*TASKS AND EXERCISES:*
A. From the book review, copy the passage starting with "A historical mystery" and going on through "once his enemy.".
B. Rewrite the book review's paragraph that begins "Hugh de Singleton, surgeon and bailiff" as a short bulleted list that keeps its main facts.
C. Answer these questions using the book review:
(i) Which publisher is listed for the book?
(ii) In what year is the story set?
(iii) What was the "childwite"?

BEGIN EXTRACT PROVIDED

A historical mystery sure to please: My review of Unhallowed Ground by Mel Starr
Publisher: Monarch Books (December 1, 2011)
Hugh de Singleton, surgeon and bailiff of Bamptom in the year 1366, believes that Thomas, a man found hanging from a tree, has been murdered. All others, with the exception of his wife, believe that Thomas took his own life. As Hugh sets out to uncover the truth, he begins to uncover more and more evidence supporting his belief Thomas was murdered, but soon finds himself in a dilemma of having to investigate his friends for the murder of a man who was once his enemy.
This is the first chronicle of the Hugh de Singleton series that I have read, and I find myself wishing I had been able to read the first three! This novel was easy to get into despite not having read the others in the series, and Hugh is a fascinating medieval character, from his role as bailiff to his unique skills as a surgeon. Scenes such as the one where he removes a cataract added a unique flavour to the story as I considered the state of medicine in the 1300s. Overall, I greatly appreciated the rich historical detail in the book, such as learning of the "childwite", a fine for having a chlid out of wedlock. I cannot imagine such a fine today - seemingly half of all parents out there would be paying such a fee! The mystery itself was finely orchestrated and kept the pages madly turning, and the book is chock-full of godly wisdom. My favorite quote is "What is justice but truth with it's sleeves rolled up, ready for labor?".

END EXTRACT PROVIDED
BEGIN SUPPLIED INFORMATION

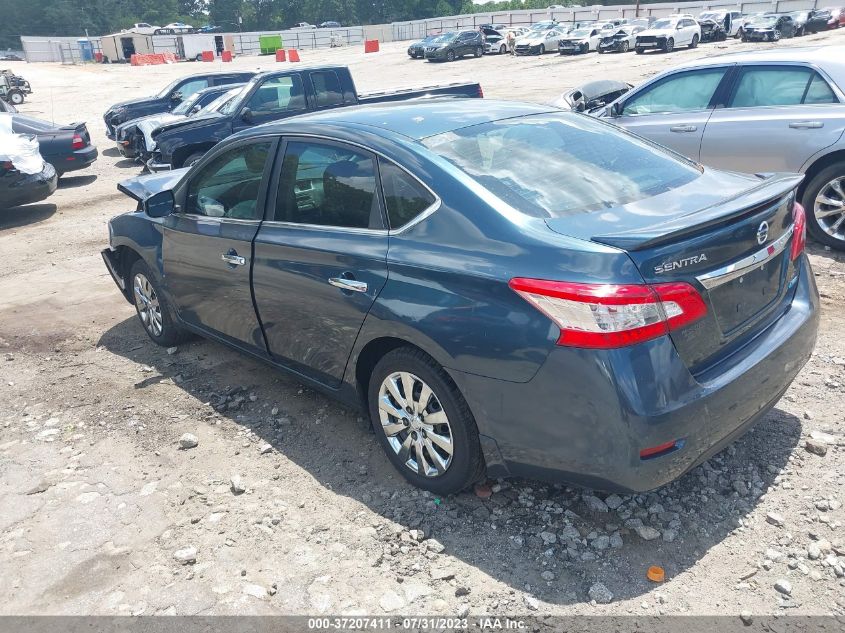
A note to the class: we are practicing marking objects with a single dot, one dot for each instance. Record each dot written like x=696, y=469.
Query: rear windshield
x=559, y=165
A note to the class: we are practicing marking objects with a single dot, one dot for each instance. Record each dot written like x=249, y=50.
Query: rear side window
x=279, y=94
x=586, y=164
x=327, y=87
x=681, y=92
x=404, y=195
x=779, y=86
x=328, y=185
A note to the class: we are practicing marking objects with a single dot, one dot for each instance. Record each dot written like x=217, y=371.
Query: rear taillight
x=799, y=231
x=605, y=316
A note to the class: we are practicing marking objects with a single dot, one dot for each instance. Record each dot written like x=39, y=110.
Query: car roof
x=415, y=119
x=831, y=59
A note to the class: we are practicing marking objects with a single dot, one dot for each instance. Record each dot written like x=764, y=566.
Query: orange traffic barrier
x=151, y=60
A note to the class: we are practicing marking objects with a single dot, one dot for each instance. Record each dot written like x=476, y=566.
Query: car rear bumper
x=80, y=159
x=586, y=415
x=30, y=188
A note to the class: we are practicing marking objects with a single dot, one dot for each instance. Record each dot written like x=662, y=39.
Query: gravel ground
x=280, y=502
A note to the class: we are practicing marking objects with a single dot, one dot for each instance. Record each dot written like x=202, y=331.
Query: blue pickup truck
x=274, y=95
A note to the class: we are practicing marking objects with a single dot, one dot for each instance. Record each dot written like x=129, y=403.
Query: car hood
x=656, y=32
x=142, y=187
x=147, y=124
x=703, y=202
x=191, y=123
x=132, y=102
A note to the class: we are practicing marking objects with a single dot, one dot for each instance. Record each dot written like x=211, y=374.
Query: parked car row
x=621, y=35
x=779, y=110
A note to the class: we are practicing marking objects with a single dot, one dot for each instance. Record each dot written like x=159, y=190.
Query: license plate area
x=744, y=297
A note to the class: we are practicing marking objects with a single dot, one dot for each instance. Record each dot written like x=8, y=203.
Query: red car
x=837, y=17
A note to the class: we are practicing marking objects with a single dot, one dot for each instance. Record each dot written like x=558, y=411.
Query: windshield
x=187, y=105
x=587, y=165
x=220, y=101
x=168, y=89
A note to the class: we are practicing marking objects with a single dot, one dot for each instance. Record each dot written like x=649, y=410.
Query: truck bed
x=468, y=90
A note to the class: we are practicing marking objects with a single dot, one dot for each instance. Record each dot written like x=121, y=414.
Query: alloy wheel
x=146, y=301
x=415, y=424
x=829, y=208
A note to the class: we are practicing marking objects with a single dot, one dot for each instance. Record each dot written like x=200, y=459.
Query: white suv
x=668, y=33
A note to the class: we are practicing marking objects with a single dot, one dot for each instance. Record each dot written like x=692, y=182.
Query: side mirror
x=160, y=205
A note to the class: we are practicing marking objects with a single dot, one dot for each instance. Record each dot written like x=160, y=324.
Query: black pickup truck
x=168, y=98
x=274, y=95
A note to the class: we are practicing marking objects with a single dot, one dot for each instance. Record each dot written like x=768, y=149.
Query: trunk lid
x=731, y=242
x=143, y=187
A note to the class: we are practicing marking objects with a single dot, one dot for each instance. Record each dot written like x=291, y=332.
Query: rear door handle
x=806, y=125
x=233, y=258
x=348, y=284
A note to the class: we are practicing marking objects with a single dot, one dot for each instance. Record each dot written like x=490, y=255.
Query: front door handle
x=348, y=284
x=806, y=125
x=233, y=258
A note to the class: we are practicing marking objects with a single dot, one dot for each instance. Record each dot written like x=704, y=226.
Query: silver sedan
x=778, y=110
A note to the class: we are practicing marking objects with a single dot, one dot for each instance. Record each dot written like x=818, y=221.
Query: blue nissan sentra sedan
x=610, y=315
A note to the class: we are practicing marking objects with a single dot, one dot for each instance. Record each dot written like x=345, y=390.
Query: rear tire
x=823, y=183
x=460, y=469
x=152, y=308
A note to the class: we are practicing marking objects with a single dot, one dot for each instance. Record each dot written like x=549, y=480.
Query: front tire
x=152, y=308
x=423, y=422
x=193, y=159
x=824, y=204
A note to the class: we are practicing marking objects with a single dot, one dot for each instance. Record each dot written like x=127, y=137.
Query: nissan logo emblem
x=763, y=233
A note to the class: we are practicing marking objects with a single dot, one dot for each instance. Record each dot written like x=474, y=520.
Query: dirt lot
x=96, y=498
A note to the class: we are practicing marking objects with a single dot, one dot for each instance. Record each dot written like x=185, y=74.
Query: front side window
x=587, y=165
x=229, y=186
x=682, y=92
x=327, y=88
x=328, y=185
x=404, y=196
x=779, y=86
x=276, y=95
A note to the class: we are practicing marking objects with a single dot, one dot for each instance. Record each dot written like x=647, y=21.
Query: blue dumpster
x=86, y=49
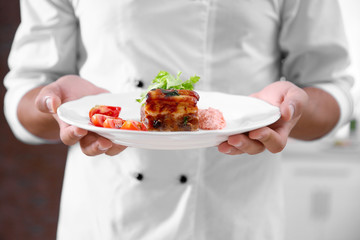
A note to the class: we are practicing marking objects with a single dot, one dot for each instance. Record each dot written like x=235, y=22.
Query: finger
x=93, y=144
x=226, y=148
x=70, y=135
x=115, y=149
x=243, y=143
x=49, y=99
x=274, y=141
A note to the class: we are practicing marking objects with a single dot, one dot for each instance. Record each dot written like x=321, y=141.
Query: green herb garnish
x=165, y=80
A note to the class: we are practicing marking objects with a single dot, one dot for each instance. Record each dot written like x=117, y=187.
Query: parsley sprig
x=165, y=80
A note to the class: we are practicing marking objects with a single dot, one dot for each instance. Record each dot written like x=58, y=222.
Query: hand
x=291, y=100
x=66, y=89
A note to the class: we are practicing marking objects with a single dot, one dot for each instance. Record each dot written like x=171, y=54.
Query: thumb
x=48, y=100
x=288, y=111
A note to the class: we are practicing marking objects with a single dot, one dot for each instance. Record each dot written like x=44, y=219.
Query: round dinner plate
x=241, y=114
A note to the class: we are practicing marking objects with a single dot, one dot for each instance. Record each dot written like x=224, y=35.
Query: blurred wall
x=30, y=176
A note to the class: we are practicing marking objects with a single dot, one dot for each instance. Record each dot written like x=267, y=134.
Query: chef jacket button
x=139, y=83
x=183, y=179
x=139, y=176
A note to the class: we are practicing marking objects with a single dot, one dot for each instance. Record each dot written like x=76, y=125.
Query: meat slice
x=170, y=110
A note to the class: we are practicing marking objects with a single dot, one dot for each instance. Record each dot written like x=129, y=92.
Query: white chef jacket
x=235, y=46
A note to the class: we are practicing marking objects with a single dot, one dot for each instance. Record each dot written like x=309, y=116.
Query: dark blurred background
x=30, y=176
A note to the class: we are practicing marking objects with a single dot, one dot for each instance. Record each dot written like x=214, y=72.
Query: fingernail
x=78, y=135
x=103, y=149
x=258, y=137
x=228, y=151
x=238, y=145
x=292, y=110
x=48, y=104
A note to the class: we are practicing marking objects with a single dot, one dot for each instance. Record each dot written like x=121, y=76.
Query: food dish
x=241, y=113
x=170, y=110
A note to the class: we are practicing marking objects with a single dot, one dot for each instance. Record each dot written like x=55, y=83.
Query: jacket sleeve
x=315, y=50
x=44, y=48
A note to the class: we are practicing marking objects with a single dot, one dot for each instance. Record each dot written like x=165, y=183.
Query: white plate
x=241, y=113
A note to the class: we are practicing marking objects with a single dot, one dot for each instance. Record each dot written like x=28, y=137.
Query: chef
x=291, y=53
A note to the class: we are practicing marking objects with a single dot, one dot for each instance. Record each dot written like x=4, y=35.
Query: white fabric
x=234, y=46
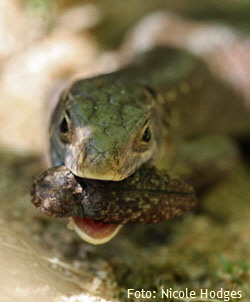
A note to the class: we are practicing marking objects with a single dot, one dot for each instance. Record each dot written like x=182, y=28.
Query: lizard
x=108, y=126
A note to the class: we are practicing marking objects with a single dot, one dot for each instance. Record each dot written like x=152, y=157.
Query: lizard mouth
x=93, y=232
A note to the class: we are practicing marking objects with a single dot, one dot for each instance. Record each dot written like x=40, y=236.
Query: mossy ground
x=209, y=249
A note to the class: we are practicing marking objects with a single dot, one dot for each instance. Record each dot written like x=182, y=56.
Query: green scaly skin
x=108, y=126
x=167, y=91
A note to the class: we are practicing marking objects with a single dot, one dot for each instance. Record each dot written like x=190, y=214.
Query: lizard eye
x=146, y=137
x=64, y=129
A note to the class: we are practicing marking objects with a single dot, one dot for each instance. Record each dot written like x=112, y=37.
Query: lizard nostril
x=116, y=161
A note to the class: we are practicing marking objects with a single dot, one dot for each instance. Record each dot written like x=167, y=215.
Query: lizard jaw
x=93, y=232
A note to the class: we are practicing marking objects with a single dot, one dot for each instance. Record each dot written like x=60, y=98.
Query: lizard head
x=103, y=130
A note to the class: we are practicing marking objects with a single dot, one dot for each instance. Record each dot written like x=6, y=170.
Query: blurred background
x=45, y=44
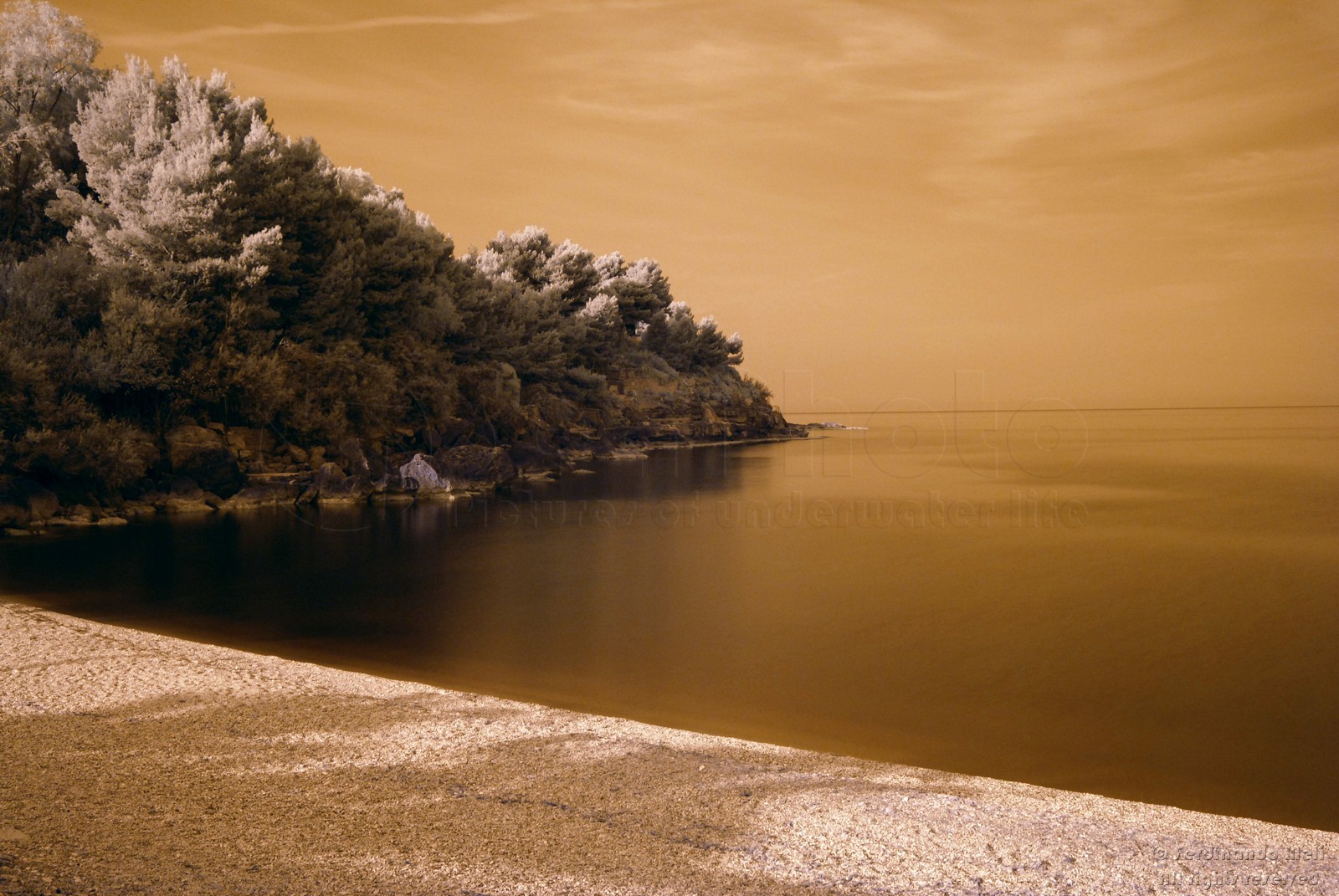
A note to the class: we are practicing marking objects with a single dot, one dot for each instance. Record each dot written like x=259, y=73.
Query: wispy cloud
x=502, y=15
x=291, y=30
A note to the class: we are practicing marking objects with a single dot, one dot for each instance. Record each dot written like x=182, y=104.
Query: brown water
x=1142, y=604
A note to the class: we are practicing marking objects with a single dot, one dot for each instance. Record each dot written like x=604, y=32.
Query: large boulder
x=23, y=501
x=421, y=476
x=332, y=486
x=203, y=454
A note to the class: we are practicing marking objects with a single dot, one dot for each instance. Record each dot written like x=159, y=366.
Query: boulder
x=23, y=501
x=332, y=486
x=265, y=494
x=204, y=456
x=422, y=476
x=532, y=456
x=475, y=463
x=355, y=461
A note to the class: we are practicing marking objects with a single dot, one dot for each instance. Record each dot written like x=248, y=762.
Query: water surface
x=1142, y=604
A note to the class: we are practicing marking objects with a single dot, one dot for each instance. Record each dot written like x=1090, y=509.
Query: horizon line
x=1051, y=410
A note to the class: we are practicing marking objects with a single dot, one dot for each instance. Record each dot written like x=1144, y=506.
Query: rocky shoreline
x=141, y=764
x=216, y=469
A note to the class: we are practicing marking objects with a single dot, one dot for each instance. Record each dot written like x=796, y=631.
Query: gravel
x=140, y=764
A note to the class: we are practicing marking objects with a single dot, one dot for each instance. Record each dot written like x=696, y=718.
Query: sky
x=899, y=205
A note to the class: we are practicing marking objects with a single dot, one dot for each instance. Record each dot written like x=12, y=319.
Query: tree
x=46, y=71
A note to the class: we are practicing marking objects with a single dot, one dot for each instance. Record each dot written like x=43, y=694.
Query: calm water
x=1136, y=603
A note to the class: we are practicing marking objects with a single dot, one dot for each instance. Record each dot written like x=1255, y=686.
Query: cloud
x=505, y=15
x=288, y=30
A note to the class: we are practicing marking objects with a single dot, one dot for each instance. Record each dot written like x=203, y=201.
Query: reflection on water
x=1140, y=604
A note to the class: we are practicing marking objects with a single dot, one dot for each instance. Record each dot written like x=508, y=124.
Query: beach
x=134, y=762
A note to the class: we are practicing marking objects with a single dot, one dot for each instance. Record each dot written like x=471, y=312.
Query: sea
x=1136, y=603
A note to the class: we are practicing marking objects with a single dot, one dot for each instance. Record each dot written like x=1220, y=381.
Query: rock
x=354, y=489
x=267, y=494
x=138, y=509
x=187, y=489
x=80, y=515
x=203, y=454
x=477, y=463
x=355, y=461
x=23, y=501
x=421, y=476
x=332, y=486
x=187, y=505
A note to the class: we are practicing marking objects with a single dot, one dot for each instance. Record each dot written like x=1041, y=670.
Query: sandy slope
x=133, y=762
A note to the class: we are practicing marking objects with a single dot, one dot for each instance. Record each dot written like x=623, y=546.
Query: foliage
x=167, y=254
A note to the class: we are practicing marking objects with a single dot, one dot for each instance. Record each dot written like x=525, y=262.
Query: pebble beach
x=133, y=762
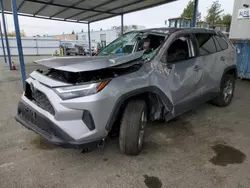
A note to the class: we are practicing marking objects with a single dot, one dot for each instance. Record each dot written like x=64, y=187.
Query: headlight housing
x=80, y=90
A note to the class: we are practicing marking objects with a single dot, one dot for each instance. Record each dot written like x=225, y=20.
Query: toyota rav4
x=153, y=74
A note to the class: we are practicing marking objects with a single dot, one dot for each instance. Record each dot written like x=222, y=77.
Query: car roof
x=166, y=30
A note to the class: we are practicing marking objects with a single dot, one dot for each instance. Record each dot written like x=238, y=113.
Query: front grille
x=39, y=98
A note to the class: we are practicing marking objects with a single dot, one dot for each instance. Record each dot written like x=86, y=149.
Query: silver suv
x=154, y=74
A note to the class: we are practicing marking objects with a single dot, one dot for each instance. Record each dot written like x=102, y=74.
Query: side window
x=205, y=43
x=180, y=49
x=223, y=44
x=217, y=45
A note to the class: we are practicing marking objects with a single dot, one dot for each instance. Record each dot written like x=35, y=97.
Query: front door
x=185, y=74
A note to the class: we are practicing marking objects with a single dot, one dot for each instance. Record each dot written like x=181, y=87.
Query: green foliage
x=214, y=13
x=226, y=20
x=188, y=12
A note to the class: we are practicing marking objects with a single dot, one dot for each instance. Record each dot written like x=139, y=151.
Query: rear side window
x=205, y=43
x=217, y=45
x=223, y=44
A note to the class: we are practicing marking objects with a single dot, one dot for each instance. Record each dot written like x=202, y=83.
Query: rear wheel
x=132, y=128
x=227, y=91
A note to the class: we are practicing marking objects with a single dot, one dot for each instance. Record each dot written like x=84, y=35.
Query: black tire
x=132, y=128
x=221, y=100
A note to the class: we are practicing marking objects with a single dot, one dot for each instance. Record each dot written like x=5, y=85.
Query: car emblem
x=33, y=89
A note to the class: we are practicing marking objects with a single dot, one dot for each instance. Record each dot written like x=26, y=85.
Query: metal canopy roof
x=79, y=11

END SUPPLIED INFORMATION

*ANSWERS TO THE EXERCISE:*
A.
A historical mystery sure to please: My review of Unhallowed Ground by Mel Starr
Publisher: Monarch Books (December 1, 2011)
Hugh de Singleton, surgeon and bailiff of Bamptom in the year 1366, believes that Thomas, a man found hanging from a tree, has been murdered. All others, with the exception of his wife, believe that Thomas took his own life. As Hugh sets out to uncover the truth, he begins to uncover more and more evidence supporting his belief Thomas was murdered, but soon finds himself in a dilemma of having to investigate his friends for the murder of a man who was once his enemy.

B.
- Hugh de Singleton is a surgeon and the bailiff of Bamptom in 1366.
- He believes Thomas, a man found hanging from a tree, was murdered.
- Everyone except Thomas's wife believes Thomas took his own life.
- Hugh's investigation turns up more and more evidence of murder.
- He soon has to investigate his friends for the murder of a man who was once his enemy.

C.
(i) Monarch Books
(ii) 1366
(iii) A fine for having a child out of wedlock